■ Problem details ■
Transcribe the entries below exactly; leave every image out.

■ Dataset ■
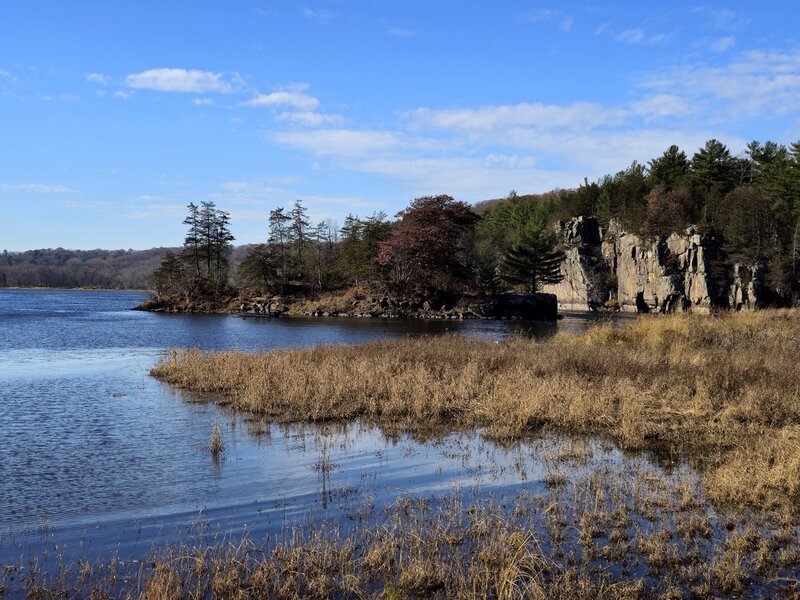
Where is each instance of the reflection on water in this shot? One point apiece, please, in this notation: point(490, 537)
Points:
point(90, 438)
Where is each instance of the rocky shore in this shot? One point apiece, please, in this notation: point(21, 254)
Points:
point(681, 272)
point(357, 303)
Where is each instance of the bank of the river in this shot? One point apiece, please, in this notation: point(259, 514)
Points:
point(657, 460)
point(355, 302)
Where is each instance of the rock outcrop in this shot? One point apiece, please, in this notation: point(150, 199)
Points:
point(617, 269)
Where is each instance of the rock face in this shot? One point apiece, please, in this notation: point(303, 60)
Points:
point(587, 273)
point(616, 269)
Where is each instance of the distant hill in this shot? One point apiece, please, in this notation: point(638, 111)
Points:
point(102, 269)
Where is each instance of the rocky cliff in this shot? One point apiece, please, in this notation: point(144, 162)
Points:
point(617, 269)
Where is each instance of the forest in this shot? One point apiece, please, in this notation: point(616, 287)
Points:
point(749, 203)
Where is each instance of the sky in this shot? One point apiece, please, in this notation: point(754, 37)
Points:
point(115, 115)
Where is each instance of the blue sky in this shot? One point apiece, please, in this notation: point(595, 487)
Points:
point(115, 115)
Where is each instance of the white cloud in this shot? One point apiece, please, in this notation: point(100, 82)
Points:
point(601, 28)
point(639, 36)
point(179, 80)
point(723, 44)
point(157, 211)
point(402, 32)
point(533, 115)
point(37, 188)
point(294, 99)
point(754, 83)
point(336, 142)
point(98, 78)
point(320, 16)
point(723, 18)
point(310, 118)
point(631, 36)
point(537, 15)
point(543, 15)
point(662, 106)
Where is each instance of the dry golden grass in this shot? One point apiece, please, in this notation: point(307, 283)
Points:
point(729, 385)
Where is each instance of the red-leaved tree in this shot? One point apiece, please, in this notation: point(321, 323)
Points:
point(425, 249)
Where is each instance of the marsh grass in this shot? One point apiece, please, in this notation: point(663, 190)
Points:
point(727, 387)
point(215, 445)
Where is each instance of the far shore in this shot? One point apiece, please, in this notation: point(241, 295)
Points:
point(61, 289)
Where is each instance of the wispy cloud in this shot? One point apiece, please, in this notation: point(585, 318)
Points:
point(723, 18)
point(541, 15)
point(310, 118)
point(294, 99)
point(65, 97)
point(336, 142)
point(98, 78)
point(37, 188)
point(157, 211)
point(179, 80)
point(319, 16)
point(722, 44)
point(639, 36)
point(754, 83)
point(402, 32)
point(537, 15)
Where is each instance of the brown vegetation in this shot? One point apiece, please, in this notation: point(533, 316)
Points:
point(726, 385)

■ Task output ■
Where is each instance of the reflection on water in this shot? One point apiece, please, in this notation: point(490, 537)
Points:
point(90, 438)
Where is each instance of the rocky shore in this shot? One point apiece, please, in this notation: point(21, 254)
Points:
point(681, 272)
point(357, 303)
Where is each instance of the bank of the river in this shot? One point apiece, please, in this notation: point(259, 514)
Points:
point(657, 460)
point(355, 302)
Where is each instance of the rock outcrop in this shot? One point apiece, please, in this notation: point(150, 199)
Points:
point(617, 269)
Where is each instance of the rock face in this shot? One point apiece, please, in this notation: point(303, 60)
Points:
point(587, 273)
point(616, 269)
Where is each instance of the distant hill in this shot? One point apiece, please, in this notation: point(638, 111)
Points:
point(102, 269)
Where is each instance of the rocky cliff in this shot? One point apiece, please, in this notation: point(144, 162)
Points:
point(617, 269)
Where is each instance of the forest in this shot? One point apiece, please, in this notation: point(616, 287)
Points:
point(749, 203)
Where is each instance of the sky in this shot? One point apiece, please, in this notation: point(754, 37)
Points:
point(115, 115)
Where is each instance of the blue sky in this shot? One point apiece, please, in this notation: point(595, 487)
Points:
point(115, 115)
Where is each instance of the white cloud in this shot? One point apiece, please, in this notation: point(100, 82)
Points:
point(601, 28)
point(639, 36)
point(179, 80)
point(723, 44)
point(157, 211)
point(402, 32)
point(533, 115)
point(37, 188)
point(294, 99)
point(754, 83)
point(336, 142)
point(98, 78)
point(320, 16)
point(723, 18)
point(310, 118)
point(631, 36)
point(537, 15)
point(543, 15)
point(662, 106)
Where is each instance of the dry golden grass in this shot? One point apiece, please, in this notation: point(307, 283)
Points:
point(729, 385)
Where is each instance of the red-leaved tree in this shot? One point apiece, please, in this notation: point(321, 323)
Points:
point(425, 249)
Where is each instance of the marsh grass in this shot? One point apiece, please, in this notation: point(663, 190)
Points:
point(727, 387)
point(215, 445)
Where is each instance of the far shore in this shot? One point apiece, please, in this notation: point(241, 295)
Points:
point(61, 289)
Where is each instance of the wispy cloud in this shot? One point apiece, please, in this notation: point(585, 318)
Points:
point(723, 18)
point(541, 15)
point(310, 118)
point(294, 99)
point(65, 97)
point(336, 142)
point(98, 78)
point(37, 188)
point(157, 211)
point(179, 80)
point(319, 16)
point(722, 44)
point(639, 36)
point(754, 83)
point(402, 32)
point(537, 15)
Where is each instance of the brown vegetation in this shot? One point apiece, please, in this notation: point(533, 316)
Points:
point(726, 385)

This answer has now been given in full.